Input data:
***

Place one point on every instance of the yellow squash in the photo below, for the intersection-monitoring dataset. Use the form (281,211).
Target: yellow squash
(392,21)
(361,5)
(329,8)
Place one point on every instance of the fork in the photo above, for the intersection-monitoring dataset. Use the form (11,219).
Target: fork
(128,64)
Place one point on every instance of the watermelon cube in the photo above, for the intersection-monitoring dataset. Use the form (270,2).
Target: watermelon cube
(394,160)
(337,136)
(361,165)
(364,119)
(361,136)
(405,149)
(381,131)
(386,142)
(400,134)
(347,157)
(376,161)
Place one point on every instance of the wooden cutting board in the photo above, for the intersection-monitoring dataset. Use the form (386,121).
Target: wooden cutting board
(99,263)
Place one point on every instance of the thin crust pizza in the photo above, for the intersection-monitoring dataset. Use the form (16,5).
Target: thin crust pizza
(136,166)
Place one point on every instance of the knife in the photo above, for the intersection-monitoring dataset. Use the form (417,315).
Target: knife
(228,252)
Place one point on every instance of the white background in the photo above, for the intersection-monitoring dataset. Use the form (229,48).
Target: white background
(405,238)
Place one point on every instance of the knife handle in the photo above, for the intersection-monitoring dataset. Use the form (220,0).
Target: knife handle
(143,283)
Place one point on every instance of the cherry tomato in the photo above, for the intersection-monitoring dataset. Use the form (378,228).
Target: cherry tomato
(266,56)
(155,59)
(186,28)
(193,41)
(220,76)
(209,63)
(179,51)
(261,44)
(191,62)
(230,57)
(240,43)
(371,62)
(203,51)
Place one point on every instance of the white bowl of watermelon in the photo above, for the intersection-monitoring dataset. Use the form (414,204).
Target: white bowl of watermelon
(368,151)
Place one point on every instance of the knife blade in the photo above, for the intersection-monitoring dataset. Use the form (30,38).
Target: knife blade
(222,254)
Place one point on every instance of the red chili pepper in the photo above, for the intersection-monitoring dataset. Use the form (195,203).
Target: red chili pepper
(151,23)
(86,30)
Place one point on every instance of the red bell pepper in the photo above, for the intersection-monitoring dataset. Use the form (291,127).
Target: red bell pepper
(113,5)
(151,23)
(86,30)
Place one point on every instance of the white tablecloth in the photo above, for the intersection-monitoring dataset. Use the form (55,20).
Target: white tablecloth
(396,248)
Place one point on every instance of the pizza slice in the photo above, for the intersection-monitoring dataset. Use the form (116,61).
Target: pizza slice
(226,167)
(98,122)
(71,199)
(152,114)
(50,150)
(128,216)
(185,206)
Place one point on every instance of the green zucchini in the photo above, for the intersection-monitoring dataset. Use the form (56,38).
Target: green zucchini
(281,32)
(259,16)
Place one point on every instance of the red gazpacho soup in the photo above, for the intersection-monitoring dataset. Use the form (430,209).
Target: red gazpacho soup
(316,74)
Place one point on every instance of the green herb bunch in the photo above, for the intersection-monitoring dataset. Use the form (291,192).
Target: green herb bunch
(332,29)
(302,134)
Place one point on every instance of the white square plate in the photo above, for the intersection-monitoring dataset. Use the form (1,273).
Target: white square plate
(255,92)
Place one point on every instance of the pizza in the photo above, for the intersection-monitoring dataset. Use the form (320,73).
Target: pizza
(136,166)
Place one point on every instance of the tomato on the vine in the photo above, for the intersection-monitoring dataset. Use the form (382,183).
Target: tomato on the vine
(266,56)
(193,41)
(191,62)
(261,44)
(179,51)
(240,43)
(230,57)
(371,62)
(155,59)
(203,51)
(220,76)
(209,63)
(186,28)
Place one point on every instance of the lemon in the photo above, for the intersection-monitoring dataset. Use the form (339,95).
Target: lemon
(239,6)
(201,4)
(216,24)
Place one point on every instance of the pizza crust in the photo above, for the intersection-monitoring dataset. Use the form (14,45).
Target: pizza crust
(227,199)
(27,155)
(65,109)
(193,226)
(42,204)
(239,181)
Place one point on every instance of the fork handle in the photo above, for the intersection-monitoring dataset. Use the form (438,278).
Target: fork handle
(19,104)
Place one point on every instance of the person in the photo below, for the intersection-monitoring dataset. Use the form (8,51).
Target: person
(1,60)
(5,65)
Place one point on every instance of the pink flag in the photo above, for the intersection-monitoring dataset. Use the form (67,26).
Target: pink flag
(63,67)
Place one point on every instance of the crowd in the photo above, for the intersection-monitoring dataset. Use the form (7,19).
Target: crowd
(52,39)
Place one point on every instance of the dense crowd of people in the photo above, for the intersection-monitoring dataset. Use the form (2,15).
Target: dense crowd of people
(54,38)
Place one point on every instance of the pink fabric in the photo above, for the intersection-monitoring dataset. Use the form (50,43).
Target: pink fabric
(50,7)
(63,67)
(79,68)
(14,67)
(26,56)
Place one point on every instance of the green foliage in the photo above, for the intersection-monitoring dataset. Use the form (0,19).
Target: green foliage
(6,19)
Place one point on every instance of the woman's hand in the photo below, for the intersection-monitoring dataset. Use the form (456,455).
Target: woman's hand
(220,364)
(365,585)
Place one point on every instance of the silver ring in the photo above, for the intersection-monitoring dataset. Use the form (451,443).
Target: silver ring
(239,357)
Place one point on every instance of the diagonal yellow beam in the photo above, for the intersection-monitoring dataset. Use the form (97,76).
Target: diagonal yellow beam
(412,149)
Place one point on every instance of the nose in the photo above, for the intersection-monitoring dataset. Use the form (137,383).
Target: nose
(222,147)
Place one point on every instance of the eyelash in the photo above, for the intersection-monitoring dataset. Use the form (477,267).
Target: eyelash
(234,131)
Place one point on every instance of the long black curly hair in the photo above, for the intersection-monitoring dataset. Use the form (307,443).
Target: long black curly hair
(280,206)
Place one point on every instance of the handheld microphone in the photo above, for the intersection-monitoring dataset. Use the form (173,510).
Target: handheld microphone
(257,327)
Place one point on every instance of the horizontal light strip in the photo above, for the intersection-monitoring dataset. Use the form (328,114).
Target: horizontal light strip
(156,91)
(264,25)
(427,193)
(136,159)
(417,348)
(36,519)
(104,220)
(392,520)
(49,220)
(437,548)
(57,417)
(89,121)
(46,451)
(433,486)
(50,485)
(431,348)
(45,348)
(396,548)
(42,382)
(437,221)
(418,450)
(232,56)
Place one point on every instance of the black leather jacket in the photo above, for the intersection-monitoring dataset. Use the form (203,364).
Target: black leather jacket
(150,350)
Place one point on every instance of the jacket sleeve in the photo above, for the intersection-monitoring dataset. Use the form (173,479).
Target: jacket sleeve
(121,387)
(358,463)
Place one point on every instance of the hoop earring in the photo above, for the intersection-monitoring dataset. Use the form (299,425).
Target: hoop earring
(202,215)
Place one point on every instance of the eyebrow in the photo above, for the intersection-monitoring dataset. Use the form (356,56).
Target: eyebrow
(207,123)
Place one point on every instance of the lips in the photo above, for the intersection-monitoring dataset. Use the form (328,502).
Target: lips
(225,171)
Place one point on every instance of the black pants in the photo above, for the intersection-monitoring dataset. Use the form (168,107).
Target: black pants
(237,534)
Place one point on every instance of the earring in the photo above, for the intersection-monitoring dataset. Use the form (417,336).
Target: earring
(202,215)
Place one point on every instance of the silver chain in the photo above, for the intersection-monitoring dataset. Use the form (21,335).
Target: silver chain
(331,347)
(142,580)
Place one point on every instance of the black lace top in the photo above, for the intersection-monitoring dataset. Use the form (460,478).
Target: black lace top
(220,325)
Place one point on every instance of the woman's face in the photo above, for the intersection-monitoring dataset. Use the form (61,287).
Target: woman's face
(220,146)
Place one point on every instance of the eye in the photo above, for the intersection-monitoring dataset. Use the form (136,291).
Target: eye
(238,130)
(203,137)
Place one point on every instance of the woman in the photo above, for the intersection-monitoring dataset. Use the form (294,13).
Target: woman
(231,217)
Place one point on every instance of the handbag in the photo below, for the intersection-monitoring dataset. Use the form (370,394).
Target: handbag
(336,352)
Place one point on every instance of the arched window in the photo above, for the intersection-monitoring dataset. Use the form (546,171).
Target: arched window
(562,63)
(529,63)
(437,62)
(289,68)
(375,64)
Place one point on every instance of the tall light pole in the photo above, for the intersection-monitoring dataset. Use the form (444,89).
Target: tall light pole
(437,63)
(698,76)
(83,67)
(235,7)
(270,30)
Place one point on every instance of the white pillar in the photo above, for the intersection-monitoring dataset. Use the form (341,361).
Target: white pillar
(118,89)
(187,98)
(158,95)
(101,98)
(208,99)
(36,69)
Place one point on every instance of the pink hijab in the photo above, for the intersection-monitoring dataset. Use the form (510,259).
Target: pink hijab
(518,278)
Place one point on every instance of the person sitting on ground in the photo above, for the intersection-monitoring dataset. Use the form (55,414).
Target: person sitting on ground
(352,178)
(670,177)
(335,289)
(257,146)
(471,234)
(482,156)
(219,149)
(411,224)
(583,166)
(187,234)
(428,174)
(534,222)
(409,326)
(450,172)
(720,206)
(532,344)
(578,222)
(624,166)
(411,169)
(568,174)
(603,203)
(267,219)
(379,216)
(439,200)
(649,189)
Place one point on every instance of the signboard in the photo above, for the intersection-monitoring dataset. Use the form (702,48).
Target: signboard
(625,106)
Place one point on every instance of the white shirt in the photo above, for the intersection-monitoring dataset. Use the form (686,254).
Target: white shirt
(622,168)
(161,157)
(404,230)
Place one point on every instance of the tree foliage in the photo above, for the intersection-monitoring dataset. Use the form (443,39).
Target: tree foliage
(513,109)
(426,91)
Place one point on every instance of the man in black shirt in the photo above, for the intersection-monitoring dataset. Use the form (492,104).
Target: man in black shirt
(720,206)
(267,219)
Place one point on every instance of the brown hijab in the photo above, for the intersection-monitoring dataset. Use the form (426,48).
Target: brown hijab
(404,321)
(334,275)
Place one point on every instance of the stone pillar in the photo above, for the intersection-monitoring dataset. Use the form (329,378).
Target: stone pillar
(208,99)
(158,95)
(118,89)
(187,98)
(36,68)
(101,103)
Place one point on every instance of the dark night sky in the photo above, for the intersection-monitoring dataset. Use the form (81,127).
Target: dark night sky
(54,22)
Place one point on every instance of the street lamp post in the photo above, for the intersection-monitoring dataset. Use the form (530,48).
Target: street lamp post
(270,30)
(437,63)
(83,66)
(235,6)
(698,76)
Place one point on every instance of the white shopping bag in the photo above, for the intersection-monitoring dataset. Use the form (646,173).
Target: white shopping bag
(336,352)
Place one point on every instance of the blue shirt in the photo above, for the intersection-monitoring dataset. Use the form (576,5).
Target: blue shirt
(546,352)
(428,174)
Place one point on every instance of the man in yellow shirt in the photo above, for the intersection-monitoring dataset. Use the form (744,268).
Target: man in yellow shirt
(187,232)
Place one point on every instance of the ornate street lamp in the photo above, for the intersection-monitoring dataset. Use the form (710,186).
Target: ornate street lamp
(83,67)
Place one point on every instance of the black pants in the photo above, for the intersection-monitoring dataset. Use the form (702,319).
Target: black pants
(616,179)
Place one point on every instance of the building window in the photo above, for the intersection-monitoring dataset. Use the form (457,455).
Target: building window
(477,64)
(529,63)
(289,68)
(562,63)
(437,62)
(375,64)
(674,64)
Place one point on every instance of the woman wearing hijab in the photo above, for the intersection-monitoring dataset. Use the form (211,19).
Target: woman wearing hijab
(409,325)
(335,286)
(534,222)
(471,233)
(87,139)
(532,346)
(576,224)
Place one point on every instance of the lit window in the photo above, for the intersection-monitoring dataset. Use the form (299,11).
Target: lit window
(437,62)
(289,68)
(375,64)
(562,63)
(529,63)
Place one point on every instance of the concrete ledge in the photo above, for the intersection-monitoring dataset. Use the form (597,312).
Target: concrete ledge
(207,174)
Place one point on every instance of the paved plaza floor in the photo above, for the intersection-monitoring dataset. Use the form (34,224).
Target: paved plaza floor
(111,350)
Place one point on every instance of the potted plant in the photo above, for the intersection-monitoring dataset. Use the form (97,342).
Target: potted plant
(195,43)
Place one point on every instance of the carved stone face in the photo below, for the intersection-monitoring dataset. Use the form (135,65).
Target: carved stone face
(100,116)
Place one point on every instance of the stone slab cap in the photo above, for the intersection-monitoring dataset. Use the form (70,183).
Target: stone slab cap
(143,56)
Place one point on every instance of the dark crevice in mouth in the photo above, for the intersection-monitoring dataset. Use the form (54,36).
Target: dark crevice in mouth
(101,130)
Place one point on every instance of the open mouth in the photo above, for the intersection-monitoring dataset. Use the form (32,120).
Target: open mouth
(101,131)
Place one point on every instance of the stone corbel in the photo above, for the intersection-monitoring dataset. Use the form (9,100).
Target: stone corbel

***

Aim of the exercise: Copy the lines above exactly, beginning at the line containing "Place one point on every instance of the stone corbel" and stopping at the last line.

Response area:
Place one point on every instance of the stone corbel in the photo above, for the intersection-monitoring dataset. Use the form (9,100).
Target: stone corbel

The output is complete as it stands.